◆ **EXERCISE PASSAGE**

Obviously, in these current times of quarantine and uncertainty, what I need is a little bit of the ordinary, transformed: a small seashell cake full of butteriness and happy memories. A simple joy, but a valuable one, as so many of our simple joys are.
I ordered my madeleine pan from Amazon and waited. The shape is important—a madeleine must have a delicate fluted shell shape on one side, and then when you flip it, there should be a lovely little bump. I might sound like I am being snobby about this. I don't think I am. The shape is both pretty and distinctive. It makes eating one feel just a little more special. And then my pretty pan arrived!
So now is the point where I would normally write about how I baked them and they were dreamy, and then I would wax poetic about the fluffy, light perfection of the golden-hued sponge and so forth. But I am not going to do that yet.
I will begin with my reasoning for the choosing this recipe. I don't like citrus, so any recipes which called for lemon zest or orange zest were either ignored or I mentally noted that I would just leave that part out. The next criterion I was looking for: "does this recipe call for enough butter to kill a man?" If the recipe didn't call for heart-attack-inducing levels of butter, I ignored it. Look, the butteriness of the madeleine is the crucial part. If savoring the madeleine isn't like eating a piece of butter in cake format, then get out. This girl has BUTTER STANDARDS for her madeleines. Don't judge me.
I still see you judging. You can stop now. Only God can judge my passion for butter. And I'm sure he will. I'm sorry, God. It's just so good.
The recipe I chose drew me in because it suggested browning the butter. I've never browned butter before, but every hipster recipe in the last few years are things like "gnocchi in brown butter" or something drizzled with a "brown butter and sage sauce." Doesn't that sound tasty?
So the siren call of butter lured me in. Do you know how delicious those words sound to me? Butter. Golden-brown. Golden bits. Like, yes, obviously this recipe is calling to my soul. This is the one.
The recipe starts by melting butter in a pan...very good start. I begin baking. Step one is looking irresistibly delicious. And the whole kitchen starts to smell like warm butter. Yes! Very good. Approve.
But then...I kind of maybe sort of burned the butter while browning? Maybe?

◆ **EXERCISE INSTRUCTIONS**
Retype the part of the madeleine passage between "Obviously, in these" and "pretty pan arrived!", inclusive.

◆ **RECORDS SUPPLIED**
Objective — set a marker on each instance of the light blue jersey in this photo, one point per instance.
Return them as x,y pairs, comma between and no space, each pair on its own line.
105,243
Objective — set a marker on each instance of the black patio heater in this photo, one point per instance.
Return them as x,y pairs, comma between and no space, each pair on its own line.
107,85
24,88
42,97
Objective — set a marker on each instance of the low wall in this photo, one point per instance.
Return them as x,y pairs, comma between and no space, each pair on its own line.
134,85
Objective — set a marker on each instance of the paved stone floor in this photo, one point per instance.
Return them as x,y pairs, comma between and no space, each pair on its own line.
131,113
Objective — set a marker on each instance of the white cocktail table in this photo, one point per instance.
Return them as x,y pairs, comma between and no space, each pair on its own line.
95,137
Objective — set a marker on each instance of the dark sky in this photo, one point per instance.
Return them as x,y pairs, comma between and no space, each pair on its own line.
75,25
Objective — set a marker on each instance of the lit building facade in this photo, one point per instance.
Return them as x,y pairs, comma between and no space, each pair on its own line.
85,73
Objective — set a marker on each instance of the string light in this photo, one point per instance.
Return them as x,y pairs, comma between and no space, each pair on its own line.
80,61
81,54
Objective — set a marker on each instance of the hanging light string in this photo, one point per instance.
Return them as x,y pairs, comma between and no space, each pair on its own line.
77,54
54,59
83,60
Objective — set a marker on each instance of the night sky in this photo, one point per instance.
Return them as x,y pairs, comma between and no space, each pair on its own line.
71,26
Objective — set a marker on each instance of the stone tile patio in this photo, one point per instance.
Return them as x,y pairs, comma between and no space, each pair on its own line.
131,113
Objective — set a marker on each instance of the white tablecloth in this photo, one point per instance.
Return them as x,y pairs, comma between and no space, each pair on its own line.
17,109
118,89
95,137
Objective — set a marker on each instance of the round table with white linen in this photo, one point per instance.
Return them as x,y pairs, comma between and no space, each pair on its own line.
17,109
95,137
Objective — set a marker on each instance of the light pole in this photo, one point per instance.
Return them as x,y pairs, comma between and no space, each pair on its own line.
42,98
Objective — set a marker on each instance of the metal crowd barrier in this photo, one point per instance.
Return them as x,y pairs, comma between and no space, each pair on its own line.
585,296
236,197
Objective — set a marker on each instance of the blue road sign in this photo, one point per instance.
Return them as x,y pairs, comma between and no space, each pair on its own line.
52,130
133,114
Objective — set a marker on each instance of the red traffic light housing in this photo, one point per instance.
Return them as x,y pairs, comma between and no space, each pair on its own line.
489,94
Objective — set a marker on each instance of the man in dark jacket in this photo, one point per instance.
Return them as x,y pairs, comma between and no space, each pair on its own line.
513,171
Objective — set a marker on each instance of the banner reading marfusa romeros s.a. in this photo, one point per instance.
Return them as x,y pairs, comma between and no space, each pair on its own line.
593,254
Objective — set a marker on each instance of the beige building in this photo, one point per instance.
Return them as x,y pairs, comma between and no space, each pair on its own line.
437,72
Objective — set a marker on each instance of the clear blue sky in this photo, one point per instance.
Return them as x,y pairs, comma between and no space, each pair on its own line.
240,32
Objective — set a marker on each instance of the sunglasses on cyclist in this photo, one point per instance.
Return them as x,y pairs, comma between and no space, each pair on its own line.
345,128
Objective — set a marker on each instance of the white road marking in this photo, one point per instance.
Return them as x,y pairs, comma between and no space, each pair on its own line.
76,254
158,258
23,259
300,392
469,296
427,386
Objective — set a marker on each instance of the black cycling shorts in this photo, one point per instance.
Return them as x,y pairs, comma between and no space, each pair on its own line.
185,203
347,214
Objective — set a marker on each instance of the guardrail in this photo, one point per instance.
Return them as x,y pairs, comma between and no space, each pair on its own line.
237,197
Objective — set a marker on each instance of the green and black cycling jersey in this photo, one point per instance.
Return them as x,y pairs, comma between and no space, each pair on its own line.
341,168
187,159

◆ **REPLY TO THE EXERCISE**
Obviously, in these current times of quarantine and uncertainty, what I need is a little bit of the ordinary, transformed: a small seashell cake full of butteriness and happy memories. A simple joy, but a valuable one, as so many of our simple joys are.
I ordered my madeleine pan from Amazon and waited. The shape is important—a madeleine must have a delicate fluted shell shape on one side, and then when you flip it, there should be a lovely little bump. I might sound like I am being snobby about this. I don't think I am. The shape is both pretty and distinctive. It makes eating one feel just a little more special. And then my pretty pan arrived!